WHAT IS BEING ASKED:
Reproduce word for word the stretch of the records from the line containing "locate the palm" through the line containing "left=38, top=15, right=126, bottom=117", including both of those lines.

--- BEGIN ---

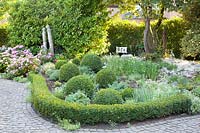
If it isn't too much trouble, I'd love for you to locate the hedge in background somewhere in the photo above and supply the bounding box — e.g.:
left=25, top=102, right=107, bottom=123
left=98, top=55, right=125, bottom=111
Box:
left=108, top=18, right=188, bottom=57
left=9, top=0, right=56, bottom=48
left=9, top=0, right=108, bottom=58
left=108, top=20, right=144, bottom=55
left=29, top=74, right=191, bottom=124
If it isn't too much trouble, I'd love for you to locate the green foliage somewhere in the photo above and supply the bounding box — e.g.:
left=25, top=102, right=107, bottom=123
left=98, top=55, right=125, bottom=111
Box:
left=158, top=18, right=189, bottom=57
left=183, top=0, right=200, bottom=24
left=41, top=62, right=55, bottom=74
left=169, top=76, right=195, bottom=90
left=133, top=80, right=180, bottom=103
left=50, top=0, right=108, bottom=57
left=184, top=90, right=200, bottom=114
left=106, top=56, right=159, bottom=80
left=55, top=60, right=67, bottom=69
left=121, top=88, right=134, bottom=100
left=81, top=54, right=103, bottom=72
left=181, top=21, right=200, bottom=59
left=108, top=81, right=129, bottom=90
left=94, top=88, right=123, bottom=105
left=157, top=61, right=177, bottom=70
left=143, top=53, right=161, bottom=61
left=13, top=76, right=28, bottom=83
left=192, top=87, right=200, bottom=98
left=108, top=21, right=144, bottom=55
left=108, top=18, right=189, bottom=57
left=59, top=63, right=80, bottom=81
left=53, top=84, right=65, bottom=100
left=9, top=0, right=55, bottom=47
left=49, top=70, right=60, bottom=81
left=96, top=69, right=116, bottom=88
left=72, top=58, right=81, bottom=66
left=65, top=90, right=90, bottom=105
left=31, top=75, right=191, bottom=124
left=58, top=119, right=81, bottom=131
left=9, top=0, right=108, bottom=58
left=0, top=25, right=8, bottom=47
left=79, top=66, right=95, bottom=75
left=64, top=75, right=94, bottom=98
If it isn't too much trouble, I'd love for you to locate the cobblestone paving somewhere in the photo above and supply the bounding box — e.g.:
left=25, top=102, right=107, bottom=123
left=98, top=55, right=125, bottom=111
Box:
left=0, top=79, right=200, bottom=133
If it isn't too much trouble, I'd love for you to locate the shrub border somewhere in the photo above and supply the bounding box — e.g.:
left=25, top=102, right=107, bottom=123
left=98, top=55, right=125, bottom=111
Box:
left=29, top=74, right=191, bottom=124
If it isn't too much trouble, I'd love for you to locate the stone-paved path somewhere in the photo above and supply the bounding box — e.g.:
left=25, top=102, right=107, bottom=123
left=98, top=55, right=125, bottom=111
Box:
left=0, top=79, right=200, bottom=133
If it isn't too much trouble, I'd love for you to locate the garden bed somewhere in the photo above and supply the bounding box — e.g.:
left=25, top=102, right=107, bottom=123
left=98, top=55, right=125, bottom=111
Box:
left=31, top=75, right=191, bottom=124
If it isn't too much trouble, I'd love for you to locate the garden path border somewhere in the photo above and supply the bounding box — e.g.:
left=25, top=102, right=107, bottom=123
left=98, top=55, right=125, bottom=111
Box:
left=0, top=79, right=200, bottom=133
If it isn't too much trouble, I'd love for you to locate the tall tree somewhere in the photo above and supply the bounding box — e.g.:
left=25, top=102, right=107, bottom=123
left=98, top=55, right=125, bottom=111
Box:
left=107, top=0, right=192, bottom=53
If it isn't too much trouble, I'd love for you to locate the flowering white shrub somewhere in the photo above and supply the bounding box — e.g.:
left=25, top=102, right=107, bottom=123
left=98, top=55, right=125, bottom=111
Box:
left=0, top=45, right=40, bottom=77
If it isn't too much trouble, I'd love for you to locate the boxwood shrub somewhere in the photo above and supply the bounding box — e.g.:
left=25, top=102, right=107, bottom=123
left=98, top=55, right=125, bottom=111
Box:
left=59, top=63, right=80, bottom=82
left=30, top=74, right=191, bottom=124
left=63, top=75, right=94, bottom=98
left=55, top=60, right=67, bottom=69
left=81, top=54, right=103, bottom=72
left=94, top=88, right=123, bottom=105
left=96, top=69, right=117, bottom=88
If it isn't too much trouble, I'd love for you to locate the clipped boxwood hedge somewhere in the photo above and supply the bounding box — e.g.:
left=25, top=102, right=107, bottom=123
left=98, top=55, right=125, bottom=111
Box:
left=30, top=74, right=191, bottom=124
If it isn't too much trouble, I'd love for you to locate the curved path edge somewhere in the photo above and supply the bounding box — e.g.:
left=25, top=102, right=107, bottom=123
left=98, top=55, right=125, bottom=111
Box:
left=0, top=79, right=200, bottom=133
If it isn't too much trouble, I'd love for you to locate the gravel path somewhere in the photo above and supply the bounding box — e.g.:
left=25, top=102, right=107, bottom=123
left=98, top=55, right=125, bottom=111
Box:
left=0, top=79, right=200, bottom=133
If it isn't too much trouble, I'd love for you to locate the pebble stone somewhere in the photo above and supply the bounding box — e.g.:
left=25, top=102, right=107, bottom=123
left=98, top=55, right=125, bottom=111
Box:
left=0, top=79, right=200, bottom=133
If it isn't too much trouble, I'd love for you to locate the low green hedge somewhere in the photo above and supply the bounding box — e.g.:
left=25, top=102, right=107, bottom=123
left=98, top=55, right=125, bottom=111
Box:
left=30, top=74, right=191, bottom=124
left=0, top=26, right=8, bottom=47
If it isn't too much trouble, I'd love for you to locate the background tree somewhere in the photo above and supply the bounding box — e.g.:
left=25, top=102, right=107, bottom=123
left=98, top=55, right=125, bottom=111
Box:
left=181, top=0, right=200, bottom=59
left=110, top=0, right=191, bottom=53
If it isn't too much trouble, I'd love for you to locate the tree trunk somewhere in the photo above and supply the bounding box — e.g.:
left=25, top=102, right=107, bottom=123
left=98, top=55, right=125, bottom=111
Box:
left=144, top=17, right=154, bottom=53
left=162, top=28, right=167, bottom=53
left=42, top=28, right=47, bottom=53
left=46, top=25, right=54, bottom=55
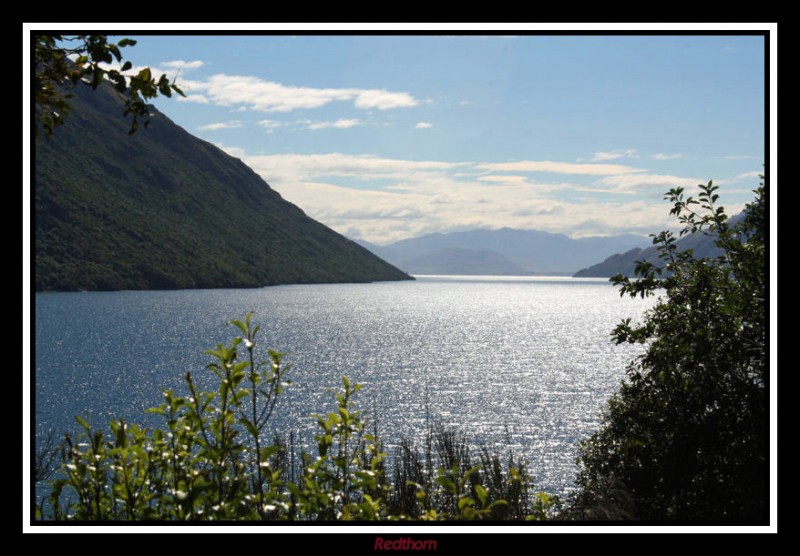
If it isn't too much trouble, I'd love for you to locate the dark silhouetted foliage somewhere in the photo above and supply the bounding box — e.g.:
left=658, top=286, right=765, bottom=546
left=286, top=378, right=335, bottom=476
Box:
left=579, top=182, right=768, bottom=521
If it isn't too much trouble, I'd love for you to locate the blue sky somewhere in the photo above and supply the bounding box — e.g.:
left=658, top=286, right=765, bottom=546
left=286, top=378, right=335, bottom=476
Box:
left=89, top=34, right=765, bottom=243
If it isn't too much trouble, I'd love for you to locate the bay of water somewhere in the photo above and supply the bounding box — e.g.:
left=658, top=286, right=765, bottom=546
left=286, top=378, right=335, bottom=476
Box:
left=32, top=276, right=653, bottom=493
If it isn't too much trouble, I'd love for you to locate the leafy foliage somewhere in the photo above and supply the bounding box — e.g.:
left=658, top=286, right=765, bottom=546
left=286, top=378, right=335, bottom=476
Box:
left=579, top=182, right=768, bottom=520
left=34, top=84, right=409, bottom=291
left=33, top=35, right=184, bottom=137
left=36, top=314, right=556, bottom=521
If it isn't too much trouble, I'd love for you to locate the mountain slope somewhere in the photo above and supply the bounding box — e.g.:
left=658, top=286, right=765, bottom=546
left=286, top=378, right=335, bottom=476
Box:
left=574, top=214, right=744, bottom=278
left=362, top=228, right=647, bottom=274
left=34, top=83, right=410, bottom=291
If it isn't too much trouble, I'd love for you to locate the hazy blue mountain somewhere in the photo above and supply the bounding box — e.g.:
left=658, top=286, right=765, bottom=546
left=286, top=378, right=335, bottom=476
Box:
left=361, top=228, right=648, bottom=274
left=401, top=248, right=528, bottom=276
left=34, top=83, right=410, bottom=291
left=575, top=214, right=743, bottom=278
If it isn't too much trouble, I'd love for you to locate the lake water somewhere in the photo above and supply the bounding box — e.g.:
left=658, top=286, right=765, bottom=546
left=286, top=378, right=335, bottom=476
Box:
left=32, top=276, right=652, bottom=493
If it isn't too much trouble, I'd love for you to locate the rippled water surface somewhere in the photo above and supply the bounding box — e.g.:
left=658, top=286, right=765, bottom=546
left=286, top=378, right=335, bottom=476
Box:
left=35, top=277, right=651, bottom=492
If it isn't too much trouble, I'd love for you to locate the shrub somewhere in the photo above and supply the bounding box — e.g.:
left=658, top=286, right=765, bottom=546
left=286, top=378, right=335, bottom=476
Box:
left=37, top=314, right=556, bottom=521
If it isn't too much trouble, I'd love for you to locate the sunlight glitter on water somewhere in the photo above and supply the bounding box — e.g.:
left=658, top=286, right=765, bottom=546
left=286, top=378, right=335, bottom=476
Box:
left=35, top=276, right=653, bottom=498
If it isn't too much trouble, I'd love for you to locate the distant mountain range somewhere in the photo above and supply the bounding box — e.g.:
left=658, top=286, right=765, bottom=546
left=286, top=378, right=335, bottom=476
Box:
left=575, top=214, right=744, bottom=278
left=34, top=86, right=410, bottom=291
left=357, top=228, right=648, bottom=275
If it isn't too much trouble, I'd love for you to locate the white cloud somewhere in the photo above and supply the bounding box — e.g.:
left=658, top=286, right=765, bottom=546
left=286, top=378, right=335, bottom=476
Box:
left=653, top=153, right=683, bottom=160
left=175, top=95, right=209, bottom=104
left=356, top=89, right=419, bottom=110
left=736, top=172, right=764, bottom=181
left=241, top=153, right=465, bottom=183
left=595, top=174, right=703, bottom=193
left=173, top=74, right=419, bottom=112
left=477, top=160, right=644, bottom=176
left=197, top=121, right=242, bottom=131
left=591, top=149, right=639, bottom=162
left=308, top=118, right=361, bottom=129
left=160, top=60, right=204, bottom=71
left=214, top=143, right=247, bottom=158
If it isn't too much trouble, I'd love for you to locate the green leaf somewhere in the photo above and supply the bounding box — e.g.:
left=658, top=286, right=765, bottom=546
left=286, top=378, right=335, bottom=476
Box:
left=136, top=68, right=153, bottom=83
left=475, top=485, right=487, bottom=506
left=239, top=417, right=258, bottom=438
left=260, top=446, right=281, bottom=461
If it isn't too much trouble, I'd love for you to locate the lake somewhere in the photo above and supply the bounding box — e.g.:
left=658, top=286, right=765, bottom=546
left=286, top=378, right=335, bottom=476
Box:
left=32, top=276, right=653, bottom=493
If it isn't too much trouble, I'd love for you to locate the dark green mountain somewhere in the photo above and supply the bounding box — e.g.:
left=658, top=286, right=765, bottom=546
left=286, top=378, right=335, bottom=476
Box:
left=34, top=87, right=410, bottom=291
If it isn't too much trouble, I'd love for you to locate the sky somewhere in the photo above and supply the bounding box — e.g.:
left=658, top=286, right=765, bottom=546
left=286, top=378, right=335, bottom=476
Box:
left=69, top=33, right=765, bottom=244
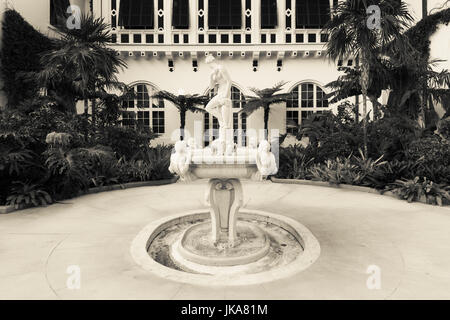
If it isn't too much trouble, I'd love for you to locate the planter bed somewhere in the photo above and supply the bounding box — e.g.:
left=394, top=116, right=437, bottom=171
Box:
left=271, top=177, right=448, bottom=206
left=0, top=177, right=178, bottom=214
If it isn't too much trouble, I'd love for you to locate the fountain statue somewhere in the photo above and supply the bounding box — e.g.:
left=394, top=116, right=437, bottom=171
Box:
left=131, top=56, right=320, bottom=287
left=170, top=56, right=278, bottom=266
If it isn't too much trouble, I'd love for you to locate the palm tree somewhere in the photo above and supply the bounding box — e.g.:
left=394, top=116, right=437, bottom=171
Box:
left=239, top=81, right=291, bottom=138
left=327, top=9, right=450, bottom=128
left=324, top=0, right=413, bottom=156
left=38, top=15, right=126, bottom=117
left=153, top=91, right=209, bottom=140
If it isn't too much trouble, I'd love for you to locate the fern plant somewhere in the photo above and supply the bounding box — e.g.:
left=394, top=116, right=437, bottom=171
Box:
left=387, top=177, right=450, bottom=206
left=6, top=181, right=53, bottom=209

--- END ---

TASK RESULT:
If it isn't too much trouble, I'd love for you to locate the palm tree somewhere in the photo above and supply the bounding box — e.g.:
left=394, top=116, right=437, bottom=171
Box:
left=239, top=81, right=291, bottom=138
left=327, top=9, right=450, bottom=128
left=324, top=0, right=413, bottom=156
left=38, top=15, right=126, bottom=117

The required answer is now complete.